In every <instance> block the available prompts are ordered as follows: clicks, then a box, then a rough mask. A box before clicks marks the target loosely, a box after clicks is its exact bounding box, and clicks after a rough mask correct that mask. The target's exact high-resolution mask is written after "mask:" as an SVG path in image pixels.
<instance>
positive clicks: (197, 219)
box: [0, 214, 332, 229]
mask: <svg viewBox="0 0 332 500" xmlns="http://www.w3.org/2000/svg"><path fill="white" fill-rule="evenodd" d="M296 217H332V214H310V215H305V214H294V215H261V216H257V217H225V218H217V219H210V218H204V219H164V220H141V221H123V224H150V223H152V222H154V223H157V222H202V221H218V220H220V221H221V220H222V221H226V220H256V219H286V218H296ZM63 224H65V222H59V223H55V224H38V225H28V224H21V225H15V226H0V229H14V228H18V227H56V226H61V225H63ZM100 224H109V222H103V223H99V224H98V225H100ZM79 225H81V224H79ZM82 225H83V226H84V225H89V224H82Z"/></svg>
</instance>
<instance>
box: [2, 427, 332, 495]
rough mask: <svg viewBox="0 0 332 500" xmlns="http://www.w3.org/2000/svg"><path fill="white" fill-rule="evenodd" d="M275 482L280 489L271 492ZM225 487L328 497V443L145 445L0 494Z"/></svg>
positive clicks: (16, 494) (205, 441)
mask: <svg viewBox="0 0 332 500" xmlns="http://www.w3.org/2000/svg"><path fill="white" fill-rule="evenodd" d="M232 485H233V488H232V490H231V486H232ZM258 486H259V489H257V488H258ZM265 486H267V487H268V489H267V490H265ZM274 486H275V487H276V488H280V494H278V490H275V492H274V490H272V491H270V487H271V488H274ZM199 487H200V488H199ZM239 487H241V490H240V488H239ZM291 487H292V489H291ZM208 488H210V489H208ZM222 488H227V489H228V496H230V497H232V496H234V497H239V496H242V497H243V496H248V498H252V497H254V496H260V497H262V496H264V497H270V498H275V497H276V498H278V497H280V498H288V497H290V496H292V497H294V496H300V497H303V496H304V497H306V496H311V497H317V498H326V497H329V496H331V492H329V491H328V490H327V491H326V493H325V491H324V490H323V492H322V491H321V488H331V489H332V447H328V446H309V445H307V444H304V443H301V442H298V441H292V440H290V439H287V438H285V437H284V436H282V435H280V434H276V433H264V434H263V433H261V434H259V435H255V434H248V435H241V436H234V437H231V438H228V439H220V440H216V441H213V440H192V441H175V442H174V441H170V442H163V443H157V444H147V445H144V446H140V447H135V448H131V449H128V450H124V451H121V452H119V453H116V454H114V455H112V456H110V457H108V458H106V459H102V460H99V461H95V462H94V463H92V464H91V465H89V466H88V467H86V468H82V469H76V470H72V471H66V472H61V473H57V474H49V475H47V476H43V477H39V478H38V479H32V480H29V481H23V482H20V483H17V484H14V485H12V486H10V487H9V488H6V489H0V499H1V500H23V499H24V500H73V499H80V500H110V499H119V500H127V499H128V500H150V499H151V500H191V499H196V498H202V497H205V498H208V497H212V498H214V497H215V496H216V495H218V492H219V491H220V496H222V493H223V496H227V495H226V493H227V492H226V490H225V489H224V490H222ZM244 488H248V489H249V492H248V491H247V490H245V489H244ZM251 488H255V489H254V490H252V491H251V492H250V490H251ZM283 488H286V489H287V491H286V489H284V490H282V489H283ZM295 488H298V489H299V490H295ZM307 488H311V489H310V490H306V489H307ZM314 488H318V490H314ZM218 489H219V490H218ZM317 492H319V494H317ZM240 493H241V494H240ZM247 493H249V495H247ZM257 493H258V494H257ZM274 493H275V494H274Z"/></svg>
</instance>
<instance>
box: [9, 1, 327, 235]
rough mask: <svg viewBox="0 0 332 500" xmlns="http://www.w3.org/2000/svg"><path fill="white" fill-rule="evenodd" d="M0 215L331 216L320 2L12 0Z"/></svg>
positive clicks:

PROBLEM REQUIREMENTS: From the records above, reproduce exactly the lines from the one with "box: [2, 427, 332, 495]" to the one with "482L280 489L271 492ZM225", both included, and no others.

SOLUTION BELOW:
box: [2, 427, 332, 495]
rough mask: <svg viewBox="0 0 332 500" xmlns="http://www.w3.org/2000/svg"><path fill="white" fill-rule="evenodd" d="M275 482L280 489L271 492ZM225 487L328 497V443L145 445L0 494Z"/></svg>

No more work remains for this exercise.